Task description >> Rewrite everything from the start of the listing down to and including the line with "box: [0, 0, 409, 46]", switching "rough mask" to "coarse mask" and leaving all else unchanged.

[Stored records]

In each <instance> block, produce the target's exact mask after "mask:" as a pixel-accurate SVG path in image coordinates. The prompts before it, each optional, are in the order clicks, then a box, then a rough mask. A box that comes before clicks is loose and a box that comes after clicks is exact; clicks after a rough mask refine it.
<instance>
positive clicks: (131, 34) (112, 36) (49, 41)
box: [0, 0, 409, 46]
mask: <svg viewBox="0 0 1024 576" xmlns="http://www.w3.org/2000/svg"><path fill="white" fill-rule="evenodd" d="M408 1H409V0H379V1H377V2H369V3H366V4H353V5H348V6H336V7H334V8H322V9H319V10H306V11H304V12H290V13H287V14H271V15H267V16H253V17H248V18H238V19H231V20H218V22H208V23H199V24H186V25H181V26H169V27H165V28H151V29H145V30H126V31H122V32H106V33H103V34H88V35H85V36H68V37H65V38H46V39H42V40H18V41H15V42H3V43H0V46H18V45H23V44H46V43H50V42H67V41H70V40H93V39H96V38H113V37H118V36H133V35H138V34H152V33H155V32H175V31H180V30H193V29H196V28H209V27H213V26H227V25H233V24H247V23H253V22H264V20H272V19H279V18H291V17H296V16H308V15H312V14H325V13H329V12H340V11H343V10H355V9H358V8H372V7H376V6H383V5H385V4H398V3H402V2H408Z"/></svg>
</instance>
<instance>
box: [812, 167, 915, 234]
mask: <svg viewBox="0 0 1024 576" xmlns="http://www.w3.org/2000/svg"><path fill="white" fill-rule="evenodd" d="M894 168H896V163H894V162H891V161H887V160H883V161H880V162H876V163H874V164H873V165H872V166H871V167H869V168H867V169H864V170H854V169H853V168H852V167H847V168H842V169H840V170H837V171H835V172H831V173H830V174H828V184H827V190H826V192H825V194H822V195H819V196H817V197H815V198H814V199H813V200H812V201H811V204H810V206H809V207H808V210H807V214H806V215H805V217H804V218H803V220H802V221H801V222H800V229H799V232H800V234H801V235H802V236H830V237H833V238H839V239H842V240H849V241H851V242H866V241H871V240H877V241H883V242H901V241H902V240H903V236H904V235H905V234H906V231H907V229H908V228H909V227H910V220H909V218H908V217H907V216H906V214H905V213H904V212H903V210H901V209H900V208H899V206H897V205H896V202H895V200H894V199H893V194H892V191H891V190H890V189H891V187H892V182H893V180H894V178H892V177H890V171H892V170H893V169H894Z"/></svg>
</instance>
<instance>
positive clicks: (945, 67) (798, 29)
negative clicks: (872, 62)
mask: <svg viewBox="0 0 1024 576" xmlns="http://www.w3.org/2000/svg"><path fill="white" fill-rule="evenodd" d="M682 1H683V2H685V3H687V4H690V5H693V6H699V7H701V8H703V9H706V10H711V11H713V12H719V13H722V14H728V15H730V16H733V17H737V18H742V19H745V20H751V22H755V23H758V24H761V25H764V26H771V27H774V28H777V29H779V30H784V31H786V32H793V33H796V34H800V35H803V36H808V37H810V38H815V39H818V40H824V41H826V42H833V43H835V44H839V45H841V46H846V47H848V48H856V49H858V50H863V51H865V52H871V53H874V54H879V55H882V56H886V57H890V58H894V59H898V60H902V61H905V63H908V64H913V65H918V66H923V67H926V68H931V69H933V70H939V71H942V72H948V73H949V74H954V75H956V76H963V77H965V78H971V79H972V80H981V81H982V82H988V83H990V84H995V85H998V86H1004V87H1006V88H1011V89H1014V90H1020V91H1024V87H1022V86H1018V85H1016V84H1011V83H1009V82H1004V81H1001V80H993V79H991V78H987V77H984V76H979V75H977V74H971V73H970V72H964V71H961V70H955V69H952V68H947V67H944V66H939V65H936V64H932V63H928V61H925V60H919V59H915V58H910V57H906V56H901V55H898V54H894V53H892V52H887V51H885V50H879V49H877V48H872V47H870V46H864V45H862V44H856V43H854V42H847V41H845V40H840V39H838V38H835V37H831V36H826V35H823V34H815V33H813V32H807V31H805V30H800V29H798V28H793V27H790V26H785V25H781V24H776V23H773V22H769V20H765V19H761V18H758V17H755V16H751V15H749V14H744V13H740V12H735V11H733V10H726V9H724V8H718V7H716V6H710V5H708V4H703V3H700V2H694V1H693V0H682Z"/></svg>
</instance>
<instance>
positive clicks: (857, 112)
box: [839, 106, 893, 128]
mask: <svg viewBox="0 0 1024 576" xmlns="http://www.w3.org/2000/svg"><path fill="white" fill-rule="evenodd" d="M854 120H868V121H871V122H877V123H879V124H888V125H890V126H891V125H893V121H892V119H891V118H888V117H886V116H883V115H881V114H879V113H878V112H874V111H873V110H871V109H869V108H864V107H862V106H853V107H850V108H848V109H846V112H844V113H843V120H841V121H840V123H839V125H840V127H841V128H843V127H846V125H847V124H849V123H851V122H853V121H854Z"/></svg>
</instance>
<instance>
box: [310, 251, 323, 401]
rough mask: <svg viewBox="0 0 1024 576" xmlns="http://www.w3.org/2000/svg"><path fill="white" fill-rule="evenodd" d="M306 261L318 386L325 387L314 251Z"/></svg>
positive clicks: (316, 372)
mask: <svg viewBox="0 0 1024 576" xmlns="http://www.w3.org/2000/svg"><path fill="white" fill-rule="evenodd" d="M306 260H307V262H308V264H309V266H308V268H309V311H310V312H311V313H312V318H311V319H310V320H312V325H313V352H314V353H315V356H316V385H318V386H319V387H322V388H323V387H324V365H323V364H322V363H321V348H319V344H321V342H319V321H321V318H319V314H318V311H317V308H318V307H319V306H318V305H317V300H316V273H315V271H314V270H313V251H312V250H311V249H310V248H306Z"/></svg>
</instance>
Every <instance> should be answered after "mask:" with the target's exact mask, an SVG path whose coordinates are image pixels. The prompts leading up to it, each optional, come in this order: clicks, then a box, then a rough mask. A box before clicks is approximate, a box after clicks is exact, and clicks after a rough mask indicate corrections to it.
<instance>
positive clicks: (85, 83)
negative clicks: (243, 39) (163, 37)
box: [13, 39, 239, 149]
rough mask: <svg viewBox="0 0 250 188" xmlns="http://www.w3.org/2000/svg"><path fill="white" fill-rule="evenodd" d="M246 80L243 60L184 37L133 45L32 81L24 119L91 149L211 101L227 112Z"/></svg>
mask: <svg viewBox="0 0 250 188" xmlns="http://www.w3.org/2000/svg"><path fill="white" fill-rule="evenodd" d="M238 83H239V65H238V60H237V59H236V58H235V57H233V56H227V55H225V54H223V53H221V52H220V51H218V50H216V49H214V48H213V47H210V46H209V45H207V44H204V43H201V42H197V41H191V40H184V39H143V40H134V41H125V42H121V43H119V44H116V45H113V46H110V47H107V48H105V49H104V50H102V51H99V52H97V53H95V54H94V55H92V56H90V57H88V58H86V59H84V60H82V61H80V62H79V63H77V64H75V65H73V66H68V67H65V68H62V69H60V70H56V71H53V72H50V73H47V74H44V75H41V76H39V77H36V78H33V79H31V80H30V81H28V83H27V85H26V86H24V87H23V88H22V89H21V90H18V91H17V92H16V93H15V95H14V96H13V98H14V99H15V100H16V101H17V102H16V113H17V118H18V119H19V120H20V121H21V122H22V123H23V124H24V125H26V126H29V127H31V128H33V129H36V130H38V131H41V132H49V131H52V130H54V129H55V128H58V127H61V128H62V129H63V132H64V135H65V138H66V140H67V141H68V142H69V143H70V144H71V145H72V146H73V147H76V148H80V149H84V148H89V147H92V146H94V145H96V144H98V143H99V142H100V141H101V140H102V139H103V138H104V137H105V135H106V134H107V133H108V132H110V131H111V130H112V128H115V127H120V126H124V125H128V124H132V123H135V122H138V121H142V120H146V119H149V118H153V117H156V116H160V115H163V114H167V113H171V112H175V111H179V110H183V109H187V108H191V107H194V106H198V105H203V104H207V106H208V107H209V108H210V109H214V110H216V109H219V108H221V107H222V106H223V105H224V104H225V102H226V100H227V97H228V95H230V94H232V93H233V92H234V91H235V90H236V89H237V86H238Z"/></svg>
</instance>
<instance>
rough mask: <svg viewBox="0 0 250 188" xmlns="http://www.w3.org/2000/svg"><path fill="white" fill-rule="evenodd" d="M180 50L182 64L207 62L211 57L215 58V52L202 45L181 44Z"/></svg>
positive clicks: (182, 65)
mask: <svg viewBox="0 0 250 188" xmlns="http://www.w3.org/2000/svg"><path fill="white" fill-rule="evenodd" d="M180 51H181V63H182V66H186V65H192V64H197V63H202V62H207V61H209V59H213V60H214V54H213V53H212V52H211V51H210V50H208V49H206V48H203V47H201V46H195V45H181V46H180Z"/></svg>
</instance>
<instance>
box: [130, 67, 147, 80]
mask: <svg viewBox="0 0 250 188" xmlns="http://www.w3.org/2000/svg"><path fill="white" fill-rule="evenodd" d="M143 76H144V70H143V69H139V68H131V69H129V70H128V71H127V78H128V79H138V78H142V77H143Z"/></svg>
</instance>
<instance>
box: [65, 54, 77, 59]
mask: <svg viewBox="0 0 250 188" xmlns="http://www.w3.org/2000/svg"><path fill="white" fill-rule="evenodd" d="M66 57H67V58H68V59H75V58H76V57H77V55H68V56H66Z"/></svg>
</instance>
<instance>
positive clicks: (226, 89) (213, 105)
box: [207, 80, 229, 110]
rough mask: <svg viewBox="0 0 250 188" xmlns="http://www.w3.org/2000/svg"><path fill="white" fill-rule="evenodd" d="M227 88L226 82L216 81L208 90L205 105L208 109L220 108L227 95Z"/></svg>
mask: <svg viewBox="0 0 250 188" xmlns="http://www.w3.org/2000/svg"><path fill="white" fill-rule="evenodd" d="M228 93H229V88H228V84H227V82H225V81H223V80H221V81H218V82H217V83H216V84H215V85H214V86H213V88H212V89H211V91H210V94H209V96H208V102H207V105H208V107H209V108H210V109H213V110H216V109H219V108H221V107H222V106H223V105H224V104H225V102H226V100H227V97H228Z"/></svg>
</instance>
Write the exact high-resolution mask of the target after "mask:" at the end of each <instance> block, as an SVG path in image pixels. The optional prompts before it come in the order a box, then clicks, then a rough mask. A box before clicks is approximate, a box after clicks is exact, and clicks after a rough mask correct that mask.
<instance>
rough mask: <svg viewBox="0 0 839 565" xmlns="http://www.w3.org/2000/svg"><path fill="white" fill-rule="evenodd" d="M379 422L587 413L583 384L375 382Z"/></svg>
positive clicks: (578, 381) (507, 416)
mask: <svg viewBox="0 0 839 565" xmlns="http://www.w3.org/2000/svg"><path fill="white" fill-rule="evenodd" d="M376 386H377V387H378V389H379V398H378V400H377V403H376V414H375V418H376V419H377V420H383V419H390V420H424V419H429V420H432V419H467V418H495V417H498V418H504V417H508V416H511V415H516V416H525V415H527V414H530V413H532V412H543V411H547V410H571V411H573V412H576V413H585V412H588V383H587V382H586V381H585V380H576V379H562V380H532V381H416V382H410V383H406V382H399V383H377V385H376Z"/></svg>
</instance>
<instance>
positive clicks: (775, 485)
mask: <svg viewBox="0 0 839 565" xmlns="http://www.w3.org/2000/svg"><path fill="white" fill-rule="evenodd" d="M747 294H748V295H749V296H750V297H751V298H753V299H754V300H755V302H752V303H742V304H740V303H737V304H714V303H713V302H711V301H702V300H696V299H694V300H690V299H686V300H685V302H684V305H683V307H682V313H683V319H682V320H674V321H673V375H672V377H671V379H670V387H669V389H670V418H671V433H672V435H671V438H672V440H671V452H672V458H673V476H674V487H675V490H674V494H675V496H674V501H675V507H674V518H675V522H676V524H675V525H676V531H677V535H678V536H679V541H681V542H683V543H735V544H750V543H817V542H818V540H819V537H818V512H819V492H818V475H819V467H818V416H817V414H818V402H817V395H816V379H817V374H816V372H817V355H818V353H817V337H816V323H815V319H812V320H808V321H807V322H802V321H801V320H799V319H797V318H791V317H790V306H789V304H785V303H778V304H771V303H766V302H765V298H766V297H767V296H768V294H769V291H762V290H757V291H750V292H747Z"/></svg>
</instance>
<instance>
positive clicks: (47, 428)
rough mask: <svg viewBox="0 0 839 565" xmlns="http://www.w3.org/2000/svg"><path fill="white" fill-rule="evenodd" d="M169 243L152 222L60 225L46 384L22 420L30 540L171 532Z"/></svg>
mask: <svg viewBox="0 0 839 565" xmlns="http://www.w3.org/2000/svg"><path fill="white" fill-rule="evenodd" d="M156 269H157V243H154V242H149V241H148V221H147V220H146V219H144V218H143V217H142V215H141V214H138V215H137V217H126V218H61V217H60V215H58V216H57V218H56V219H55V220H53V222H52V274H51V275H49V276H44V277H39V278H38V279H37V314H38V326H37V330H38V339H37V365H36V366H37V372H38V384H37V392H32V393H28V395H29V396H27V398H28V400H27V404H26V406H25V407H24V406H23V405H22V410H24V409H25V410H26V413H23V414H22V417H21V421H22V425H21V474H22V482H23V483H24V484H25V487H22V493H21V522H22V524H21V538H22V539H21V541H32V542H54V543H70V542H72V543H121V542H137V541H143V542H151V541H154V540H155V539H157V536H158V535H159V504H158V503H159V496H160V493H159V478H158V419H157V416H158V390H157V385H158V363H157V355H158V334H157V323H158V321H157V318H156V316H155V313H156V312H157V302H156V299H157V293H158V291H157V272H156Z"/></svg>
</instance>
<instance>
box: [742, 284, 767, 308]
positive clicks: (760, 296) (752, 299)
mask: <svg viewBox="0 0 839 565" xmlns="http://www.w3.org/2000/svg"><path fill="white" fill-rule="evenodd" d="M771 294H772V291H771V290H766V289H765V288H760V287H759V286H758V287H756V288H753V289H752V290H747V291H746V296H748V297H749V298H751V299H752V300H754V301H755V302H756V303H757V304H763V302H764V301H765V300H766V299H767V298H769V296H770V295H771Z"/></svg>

Response to the task >>
In each <instance> block, produce the target's exact mask after "mask:" as a pixel-accurate SVG path in image coordinates. The prompts before it, each optional, are in the order clicks, then a box, then a coarse mask. A box that comes before clicks is loose and a box that comes after clicks is exact; clicks after a coarse mask refine it.
<instance>
positive clicks: (131, 34) (112, 36) (49, 41)
box: [0, 0, 409, 46]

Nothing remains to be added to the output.